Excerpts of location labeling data
"""

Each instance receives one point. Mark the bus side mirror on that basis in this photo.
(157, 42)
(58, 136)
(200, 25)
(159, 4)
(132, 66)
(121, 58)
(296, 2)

"""

§ TASK GOAL: From the records above, extract everything verbatim.

§ COMPLETED TASK:
Each instance receives one point. Mark the bus side mirror on that basis in this photo.
(157, 42)
(58, 136)
(200, 25)
(159, 4)
(132, 66)
(121, 58)
(296, 2)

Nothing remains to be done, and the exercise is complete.